Pull out each line of the listing below that contains the word "every".

╭─ Stored data

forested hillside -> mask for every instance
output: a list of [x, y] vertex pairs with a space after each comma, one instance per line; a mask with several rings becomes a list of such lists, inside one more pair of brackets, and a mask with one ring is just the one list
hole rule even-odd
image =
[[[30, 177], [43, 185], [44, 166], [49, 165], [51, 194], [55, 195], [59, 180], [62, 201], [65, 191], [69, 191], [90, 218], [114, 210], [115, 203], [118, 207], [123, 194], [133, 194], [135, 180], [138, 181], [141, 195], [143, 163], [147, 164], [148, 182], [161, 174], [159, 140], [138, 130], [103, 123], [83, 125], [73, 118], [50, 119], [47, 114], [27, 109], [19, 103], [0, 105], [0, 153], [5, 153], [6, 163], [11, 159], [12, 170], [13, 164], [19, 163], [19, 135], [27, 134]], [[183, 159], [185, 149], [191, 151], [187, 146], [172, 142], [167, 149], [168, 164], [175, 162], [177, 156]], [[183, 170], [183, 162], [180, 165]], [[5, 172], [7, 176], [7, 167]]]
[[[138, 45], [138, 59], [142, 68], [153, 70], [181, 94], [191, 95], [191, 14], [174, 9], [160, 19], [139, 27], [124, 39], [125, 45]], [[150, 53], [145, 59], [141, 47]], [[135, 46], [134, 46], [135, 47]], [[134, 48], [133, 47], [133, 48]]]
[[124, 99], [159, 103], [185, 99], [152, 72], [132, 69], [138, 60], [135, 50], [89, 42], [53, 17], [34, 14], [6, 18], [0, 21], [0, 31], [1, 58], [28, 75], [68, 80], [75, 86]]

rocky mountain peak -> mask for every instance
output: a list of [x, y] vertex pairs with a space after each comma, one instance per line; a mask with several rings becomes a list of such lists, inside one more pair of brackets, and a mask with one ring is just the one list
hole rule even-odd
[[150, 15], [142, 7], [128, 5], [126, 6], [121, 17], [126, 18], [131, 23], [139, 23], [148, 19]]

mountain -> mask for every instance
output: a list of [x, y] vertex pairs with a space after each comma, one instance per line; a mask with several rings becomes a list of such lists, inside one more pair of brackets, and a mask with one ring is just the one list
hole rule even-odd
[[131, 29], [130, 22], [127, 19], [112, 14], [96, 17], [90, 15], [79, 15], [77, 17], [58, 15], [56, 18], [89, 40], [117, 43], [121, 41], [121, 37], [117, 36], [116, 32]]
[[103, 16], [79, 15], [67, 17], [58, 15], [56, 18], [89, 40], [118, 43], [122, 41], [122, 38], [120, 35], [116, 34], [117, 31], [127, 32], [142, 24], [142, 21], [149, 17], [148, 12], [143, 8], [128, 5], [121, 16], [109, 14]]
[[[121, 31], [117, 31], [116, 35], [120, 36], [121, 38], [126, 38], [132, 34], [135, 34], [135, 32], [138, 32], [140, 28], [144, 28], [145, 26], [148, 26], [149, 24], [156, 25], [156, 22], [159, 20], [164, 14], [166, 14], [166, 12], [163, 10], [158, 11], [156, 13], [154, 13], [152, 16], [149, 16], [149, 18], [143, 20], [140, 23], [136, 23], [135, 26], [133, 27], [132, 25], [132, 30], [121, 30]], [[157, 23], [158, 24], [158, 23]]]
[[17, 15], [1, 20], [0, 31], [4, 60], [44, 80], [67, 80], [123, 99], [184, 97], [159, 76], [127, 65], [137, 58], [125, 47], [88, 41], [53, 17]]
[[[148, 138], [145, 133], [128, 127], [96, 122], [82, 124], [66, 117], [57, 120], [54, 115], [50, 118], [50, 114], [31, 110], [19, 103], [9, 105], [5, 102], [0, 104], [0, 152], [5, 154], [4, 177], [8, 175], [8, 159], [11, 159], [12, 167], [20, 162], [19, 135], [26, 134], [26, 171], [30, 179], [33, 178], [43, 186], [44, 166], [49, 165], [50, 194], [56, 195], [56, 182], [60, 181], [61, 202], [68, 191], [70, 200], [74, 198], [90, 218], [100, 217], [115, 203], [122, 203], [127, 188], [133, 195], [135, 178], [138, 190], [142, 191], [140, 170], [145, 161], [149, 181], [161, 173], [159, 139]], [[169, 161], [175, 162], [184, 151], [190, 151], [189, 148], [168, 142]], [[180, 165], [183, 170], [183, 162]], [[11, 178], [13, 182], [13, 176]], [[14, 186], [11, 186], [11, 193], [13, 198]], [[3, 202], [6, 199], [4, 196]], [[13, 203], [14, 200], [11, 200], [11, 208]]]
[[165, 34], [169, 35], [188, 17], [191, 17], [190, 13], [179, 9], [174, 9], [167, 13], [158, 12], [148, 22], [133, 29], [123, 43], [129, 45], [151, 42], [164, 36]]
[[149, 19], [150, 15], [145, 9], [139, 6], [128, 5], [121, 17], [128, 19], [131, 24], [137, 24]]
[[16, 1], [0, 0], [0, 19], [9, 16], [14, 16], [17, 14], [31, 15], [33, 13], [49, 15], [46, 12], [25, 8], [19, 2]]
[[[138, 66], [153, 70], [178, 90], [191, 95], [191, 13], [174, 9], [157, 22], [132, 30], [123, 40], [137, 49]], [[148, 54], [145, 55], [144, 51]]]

╰─

■ Response to this exercise ■
forested hillside -> mask for every instance
rocky mountain peak -> mask for every instance
mountain -> mask for every instance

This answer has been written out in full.